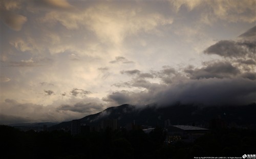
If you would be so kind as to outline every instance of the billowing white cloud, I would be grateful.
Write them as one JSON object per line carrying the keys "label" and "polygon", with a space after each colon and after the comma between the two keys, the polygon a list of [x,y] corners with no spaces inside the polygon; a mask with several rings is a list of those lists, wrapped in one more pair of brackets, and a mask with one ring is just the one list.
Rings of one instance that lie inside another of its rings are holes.
{"label": "billowing white cloud", "polygon": [[4,14],[3,20],[5,23],[15,31],[22,30],[23,24],[28,20],[28,18],[22,15],[6,12]]}
{"label": "billowing white cloud", "polygon": [[242,33],[253,26],[254,4],[5,1],[5,122],[67,120],[124,103],[253,102],[255,27]]}

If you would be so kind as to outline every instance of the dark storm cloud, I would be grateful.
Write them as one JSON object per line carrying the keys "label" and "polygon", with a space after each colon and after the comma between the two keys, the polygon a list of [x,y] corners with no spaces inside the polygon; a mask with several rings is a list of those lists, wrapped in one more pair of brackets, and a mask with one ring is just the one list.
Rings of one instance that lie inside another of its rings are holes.
{"label": "dark storm cloud", "polygon": [[241,105],[255,102],[255,81],[244,78],[202,78],[180,77],[169,85],[151,84],[147,91],[115,92],[103,100],[118,104],[157,103],[168,105],[182,103],[205,105]]}
{"label": "dark storm cloud", "polygon": [[241,77],[251,80],[256,80],[256,72],[245,72],[241,75]]}
{"label": "dark storm cloud", "polygon": [[253,57],[255,53],[255,42],[222,40],[208,47],[204,51],[204,53],[216,54],[231,58],[242,58],[246,56],[251,58]]}
{"label": "dark storm cloud", "polygon": [[237,68],[228,62],[205,63],[205,64],[206,66],[202,68],[188,68],[185,69],[184,72],[188,73],[192,79],[230,77],[240,72]]}
{"label": "dark storm cloud", "polygon": [[116,57],[116,60],[110,61],[110,63],[112,64],[121,63],[123,64],[133,64],[134,62],[128,60],[126,58],[123,57]]}
{"label": "dark storm cloud", "polygon": [[249,60],[244,60],[243,59],[238,59],[236,61],[236,62],[240,63],[240,64],[244,64],[246,65],[256,65],[256,62],[255,61],[254,61],[252,59],[249,59]]}
{"label": "dark storm cloud", "polygon": [[54,92],[52,90],[45,90],[45,93],[46,93],[47,95],[51,95]]}
{"label": "dark storm cloud", "polygon": [[139,77],[140,78],[154,78],[154,75],[152,74],[149,73],[140,73],[139,74]]}
{"label": "dark storm cloud", "polygon": [[73,88],[73,90],[70,91],[70,93],[72,95],[74,96],[77,96],[78,95],[80,95],[82,96],[84,96],[87,94],[91,94],[92,92],[88,91],[86,91],[81,89]]}
{"label": "dark storm cloud", "polygon": [[174,68],[170,67],[167,66],[163,66],[163,68],[164,69],[160,71],[160,72],[159,72],[161,74],[165,74],[167,75],[169,75],[172,74],[175,74],[176,73],[176,70]]}
{"label": "dark storm cloud", "polygon": [[57,109],[57,111],[71,111],[81,113],[90,113],[92,111],[101,111],[103,105],[95,102],[78,102],[74,105],[62,105]]}
{"label": "dark storm cloud", "polygon": [[115,101],[118,104],[130,103],[132,100],[131,96],[133,94],[129,91],[122,90],[120,92],[113,92],[102,100],[105,101]]}
{"label": "dark storm cloud", "polygon": [[26,123],[31,121],[30,118],[23,117],[16,115],[1,114],[1,124],[11,124]]}
{"label": "dark storm cloud", "polygon": [[128,75],[134,75],[134,74],[138,74],[140,73],[140,71],[137,69],[134,69],[132,70],[125,70],[125,71],[121,71],[120,72],[121,74],[126,74]]}
{"label": "dark storm cloud", "polygon": [[250,29],[245,33],[240,35],[239,37],[248,38],[256,36],[256,26]]}

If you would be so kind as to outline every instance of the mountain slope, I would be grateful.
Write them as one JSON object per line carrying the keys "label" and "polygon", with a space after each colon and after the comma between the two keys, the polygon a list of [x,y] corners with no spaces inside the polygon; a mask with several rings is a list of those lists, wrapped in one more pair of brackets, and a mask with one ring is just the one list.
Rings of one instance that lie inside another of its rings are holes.
{"label": "mountain slope", "polygon": [[[90,115],[80,119],[82,123],[89,125],[98,125],[106,118],[117,119],[119,126],[135,122],[136,124],[153,126],[163,126],[164,121],[169,120],[170,123],[192,124],[208,123],[212,119],[221,118],[228,123],[238,125],[255,124],[256,104],[243,106],[204,107],[194,104],[177,104],[166,107],[148,105],[144,107],[123,104],[111,107],[98,113]],[[65,122],[52,126],[59,128],[70,126],[71,122]]]}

GIVEN PROBLEM. Copy the data again from the line containing "slope, I would be grateful." through the end of the data, requests included, and shift every polygon coordinate in the answers by -59.

SOLUTION TO THIS EXERCISE.
If you would be so kind as to outline every instance of the mountain slope, I would be grateful.
Write them as one JSON object per line carrying the keys "label" and "polygon", with a space after each colon and after the comma between the two keys, the polygon a list of [x,y] corners with no spaces inside the polygon; a mask with several rings is a list of those lists, wrapped in one more pair of brackets, and a mask with one ring is just the one list.
Rings of one instance that lie inside another of its rings are holes.
{"label": "mountain slope", "polygon": [[[31,56],[21,60],[23,64],[30,66],[39,66],[47,59],[58,60],[60,67],[76,63],[77,65],[94,67],[104,67],[105,62],[110,61],[111,64],[133,65],[149,64],[153,60],[162,59],[169,64],[179,66],[196,65],[197,45],[184,47],[145,48],[135,45],[118,45],[107,48],[89,46],[85,48],[64,45],[52,48],[39,54]],[[6,63],[-7,67],[0,69],[11,67],[12,63]]]}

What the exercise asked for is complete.